**DESCRIPTION OF THE TASK:**
Rewrite the material below, starting with the line that contains "Target = crumpled hood" and going on through the line that contains "x=1051 y=545", with "crumpled" replaced by "wrinkled" and everything else unchanged. Return only those lines.

**AVAILABLE DATA:**

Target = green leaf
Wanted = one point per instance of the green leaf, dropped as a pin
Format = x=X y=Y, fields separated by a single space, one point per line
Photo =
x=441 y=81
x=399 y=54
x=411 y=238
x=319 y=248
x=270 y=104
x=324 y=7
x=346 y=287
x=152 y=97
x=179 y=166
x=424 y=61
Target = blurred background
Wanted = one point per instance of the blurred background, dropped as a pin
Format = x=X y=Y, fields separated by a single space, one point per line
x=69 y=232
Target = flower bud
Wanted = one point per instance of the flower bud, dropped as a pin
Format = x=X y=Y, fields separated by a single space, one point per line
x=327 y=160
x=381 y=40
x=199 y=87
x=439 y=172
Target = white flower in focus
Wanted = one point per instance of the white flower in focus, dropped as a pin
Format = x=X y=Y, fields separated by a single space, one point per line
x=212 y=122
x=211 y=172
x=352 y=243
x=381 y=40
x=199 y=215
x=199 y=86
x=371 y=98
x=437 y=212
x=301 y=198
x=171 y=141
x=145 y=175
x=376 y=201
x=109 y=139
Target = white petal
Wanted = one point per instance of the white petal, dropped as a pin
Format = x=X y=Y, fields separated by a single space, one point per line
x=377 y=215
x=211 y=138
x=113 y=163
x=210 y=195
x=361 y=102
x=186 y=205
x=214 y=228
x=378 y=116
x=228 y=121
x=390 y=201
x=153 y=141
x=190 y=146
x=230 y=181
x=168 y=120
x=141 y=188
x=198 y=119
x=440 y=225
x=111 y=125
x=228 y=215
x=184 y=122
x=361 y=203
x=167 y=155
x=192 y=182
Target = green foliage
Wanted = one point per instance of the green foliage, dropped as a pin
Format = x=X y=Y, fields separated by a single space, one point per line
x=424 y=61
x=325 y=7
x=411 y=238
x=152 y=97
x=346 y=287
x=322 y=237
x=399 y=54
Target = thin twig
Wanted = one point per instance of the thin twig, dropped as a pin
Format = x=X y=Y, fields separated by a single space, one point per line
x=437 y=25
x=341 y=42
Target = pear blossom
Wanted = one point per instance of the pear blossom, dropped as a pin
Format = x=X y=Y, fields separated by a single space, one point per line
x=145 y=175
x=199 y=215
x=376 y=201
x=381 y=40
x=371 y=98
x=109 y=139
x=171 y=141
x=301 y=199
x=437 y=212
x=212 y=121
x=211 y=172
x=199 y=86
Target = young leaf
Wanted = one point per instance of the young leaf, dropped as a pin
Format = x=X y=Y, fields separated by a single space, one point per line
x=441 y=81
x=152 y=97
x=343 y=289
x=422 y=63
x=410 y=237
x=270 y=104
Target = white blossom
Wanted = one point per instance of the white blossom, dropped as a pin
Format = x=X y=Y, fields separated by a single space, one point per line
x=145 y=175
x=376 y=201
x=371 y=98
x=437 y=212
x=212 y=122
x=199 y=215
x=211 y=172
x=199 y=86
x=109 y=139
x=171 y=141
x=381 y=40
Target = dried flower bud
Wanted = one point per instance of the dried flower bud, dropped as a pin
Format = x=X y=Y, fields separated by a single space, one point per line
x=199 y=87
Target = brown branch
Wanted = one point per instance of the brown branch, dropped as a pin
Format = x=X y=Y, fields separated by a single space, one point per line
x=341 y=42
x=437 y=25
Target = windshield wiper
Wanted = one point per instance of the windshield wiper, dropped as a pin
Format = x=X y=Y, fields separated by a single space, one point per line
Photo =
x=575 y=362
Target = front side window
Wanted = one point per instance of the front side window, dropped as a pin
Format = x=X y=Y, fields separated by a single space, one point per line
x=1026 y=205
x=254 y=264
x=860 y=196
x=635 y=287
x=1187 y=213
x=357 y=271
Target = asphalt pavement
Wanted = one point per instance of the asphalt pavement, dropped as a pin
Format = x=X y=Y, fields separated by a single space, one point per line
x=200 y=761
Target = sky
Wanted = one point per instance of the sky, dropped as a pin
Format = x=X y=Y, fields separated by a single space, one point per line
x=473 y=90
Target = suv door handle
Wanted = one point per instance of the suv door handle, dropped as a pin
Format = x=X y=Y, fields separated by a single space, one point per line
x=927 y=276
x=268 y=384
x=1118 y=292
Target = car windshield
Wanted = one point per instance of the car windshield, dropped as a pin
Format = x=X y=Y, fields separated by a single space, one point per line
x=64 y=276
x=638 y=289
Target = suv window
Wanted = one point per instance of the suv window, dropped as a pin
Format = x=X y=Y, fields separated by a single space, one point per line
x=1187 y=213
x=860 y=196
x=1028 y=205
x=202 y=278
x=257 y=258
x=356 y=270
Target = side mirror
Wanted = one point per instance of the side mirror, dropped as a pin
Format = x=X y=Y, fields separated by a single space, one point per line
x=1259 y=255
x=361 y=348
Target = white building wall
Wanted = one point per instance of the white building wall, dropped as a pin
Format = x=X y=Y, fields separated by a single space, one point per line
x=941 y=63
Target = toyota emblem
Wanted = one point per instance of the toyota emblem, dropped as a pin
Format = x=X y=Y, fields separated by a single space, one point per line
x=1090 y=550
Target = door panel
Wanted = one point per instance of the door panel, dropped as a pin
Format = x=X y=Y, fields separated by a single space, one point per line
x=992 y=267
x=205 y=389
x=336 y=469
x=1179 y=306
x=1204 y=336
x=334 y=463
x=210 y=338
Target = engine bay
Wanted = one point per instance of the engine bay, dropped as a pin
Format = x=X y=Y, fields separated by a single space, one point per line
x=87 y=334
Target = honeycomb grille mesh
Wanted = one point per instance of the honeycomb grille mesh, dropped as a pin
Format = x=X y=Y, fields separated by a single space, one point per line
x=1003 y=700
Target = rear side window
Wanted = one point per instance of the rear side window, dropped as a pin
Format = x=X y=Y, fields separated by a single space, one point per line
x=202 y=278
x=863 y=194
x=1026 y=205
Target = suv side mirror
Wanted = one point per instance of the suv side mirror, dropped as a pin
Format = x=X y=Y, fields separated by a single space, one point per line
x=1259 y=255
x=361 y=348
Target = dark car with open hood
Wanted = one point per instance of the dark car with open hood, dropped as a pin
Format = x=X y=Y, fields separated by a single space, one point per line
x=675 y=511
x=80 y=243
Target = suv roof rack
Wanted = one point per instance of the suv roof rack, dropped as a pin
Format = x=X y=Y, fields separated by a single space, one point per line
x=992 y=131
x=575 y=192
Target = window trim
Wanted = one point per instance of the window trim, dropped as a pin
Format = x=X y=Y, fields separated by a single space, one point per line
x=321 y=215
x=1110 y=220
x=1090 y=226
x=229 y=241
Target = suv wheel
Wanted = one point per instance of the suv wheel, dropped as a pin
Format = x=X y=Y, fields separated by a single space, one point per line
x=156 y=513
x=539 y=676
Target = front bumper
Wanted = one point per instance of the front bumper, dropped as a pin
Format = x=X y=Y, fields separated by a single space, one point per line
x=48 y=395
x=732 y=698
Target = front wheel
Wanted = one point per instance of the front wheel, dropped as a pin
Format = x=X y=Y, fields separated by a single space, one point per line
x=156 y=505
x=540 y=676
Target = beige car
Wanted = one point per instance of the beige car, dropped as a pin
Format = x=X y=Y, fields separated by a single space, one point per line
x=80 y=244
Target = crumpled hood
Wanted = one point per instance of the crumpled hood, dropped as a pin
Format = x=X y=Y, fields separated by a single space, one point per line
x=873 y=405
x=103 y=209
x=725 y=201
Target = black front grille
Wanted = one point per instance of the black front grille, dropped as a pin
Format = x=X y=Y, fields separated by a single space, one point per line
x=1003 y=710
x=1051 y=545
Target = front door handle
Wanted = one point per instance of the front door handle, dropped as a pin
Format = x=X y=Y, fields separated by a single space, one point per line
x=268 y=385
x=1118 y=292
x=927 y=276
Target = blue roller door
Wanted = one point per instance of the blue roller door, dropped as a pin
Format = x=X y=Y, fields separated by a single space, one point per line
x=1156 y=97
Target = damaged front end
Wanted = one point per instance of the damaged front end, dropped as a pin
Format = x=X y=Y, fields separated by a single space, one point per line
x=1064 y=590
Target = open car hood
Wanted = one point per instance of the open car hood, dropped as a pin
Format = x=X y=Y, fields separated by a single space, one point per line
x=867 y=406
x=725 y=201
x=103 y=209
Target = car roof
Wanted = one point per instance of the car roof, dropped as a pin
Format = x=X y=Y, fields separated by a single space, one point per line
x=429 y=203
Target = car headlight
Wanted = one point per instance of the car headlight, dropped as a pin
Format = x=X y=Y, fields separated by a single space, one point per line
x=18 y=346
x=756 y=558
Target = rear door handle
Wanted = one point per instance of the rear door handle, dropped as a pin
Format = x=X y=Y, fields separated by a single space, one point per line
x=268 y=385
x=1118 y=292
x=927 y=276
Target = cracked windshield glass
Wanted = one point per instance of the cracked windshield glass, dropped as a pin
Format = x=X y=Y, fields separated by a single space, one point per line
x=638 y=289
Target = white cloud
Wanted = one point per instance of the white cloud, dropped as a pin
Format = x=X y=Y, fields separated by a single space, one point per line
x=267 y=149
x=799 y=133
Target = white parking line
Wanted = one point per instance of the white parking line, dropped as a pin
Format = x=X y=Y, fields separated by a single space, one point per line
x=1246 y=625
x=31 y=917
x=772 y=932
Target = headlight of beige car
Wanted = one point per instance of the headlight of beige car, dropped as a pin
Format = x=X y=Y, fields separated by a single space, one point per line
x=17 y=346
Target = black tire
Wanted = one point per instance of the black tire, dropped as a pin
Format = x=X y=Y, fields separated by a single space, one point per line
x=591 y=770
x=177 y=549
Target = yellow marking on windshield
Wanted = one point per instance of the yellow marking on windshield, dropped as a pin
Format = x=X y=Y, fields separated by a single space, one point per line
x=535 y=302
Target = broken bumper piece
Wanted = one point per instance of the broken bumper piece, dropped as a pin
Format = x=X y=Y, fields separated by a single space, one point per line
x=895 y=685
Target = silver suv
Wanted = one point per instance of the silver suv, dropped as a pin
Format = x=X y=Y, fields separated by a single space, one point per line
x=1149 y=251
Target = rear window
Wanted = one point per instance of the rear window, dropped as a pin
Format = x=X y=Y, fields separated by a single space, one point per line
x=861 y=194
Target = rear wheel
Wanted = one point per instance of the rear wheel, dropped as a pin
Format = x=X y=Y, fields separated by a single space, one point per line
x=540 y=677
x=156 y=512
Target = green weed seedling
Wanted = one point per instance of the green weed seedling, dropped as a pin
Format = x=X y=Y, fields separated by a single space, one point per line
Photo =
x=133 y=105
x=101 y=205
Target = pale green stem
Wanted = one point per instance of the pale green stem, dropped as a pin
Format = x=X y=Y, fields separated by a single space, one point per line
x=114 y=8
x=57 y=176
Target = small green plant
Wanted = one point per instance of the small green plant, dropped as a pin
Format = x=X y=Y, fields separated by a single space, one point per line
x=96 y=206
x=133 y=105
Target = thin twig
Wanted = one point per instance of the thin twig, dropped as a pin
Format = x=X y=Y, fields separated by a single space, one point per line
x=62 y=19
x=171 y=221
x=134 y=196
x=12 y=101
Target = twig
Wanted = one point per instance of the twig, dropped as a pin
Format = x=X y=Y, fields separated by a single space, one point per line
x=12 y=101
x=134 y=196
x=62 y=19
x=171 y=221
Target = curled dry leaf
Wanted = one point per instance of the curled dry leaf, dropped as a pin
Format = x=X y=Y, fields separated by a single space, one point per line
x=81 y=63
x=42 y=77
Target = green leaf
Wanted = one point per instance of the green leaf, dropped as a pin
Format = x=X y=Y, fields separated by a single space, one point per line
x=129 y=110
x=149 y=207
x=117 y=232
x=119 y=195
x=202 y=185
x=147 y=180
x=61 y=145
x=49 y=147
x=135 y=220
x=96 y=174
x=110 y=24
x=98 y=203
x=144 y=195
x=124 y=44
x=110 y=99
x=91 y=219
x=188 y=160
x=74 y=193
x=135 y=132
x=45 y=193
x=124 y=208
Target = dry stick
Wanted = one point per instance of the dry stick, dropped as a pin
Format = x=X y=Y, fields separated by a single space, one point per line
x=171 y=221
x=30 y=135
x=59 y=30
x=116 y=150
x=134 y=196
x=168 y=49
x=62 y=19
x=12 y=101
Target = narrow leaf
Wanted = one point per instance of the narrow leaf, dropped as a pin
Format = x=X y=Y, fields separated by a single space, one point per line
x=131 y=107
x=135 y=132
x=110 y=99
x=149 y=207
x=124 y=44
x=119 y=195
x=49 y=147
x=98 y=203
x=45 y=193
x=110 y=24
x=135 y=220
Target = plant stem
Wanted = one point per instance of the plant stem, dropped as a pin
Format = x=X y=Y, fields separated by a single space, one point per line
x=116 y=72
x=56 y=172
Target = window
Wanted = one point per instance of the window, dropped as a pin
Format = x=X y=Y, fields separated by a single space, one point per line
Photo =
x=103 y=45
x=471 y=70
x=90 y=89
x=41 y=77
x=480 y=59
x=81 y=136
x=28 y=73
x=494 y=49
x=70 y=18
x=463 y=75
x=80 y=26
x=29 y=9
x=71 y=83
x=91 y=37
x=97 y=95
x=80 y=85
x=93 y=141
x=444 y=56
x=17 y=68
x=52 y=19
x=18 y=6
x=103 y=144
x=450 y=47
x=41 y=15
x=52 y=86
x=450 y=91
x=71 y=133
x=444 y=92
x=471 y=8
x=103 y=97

**SOLUTION FOR THIS EXERCISE:**
Target = wrinkled hood
Wanted = one point per instance of the wrinkled hood, dropped as a pin
Format = x=X y=Y, fields separated by a single space, one point per line
x=873 y=405
x=103 y=209
x=725 y=201
Target = black front grille
Wanted = one point per instance of the black front grille, dropped as a pin
Format = x=X y=Y, fields separated by a single space, one point per line
x=1003 y=710
x=1051 y=545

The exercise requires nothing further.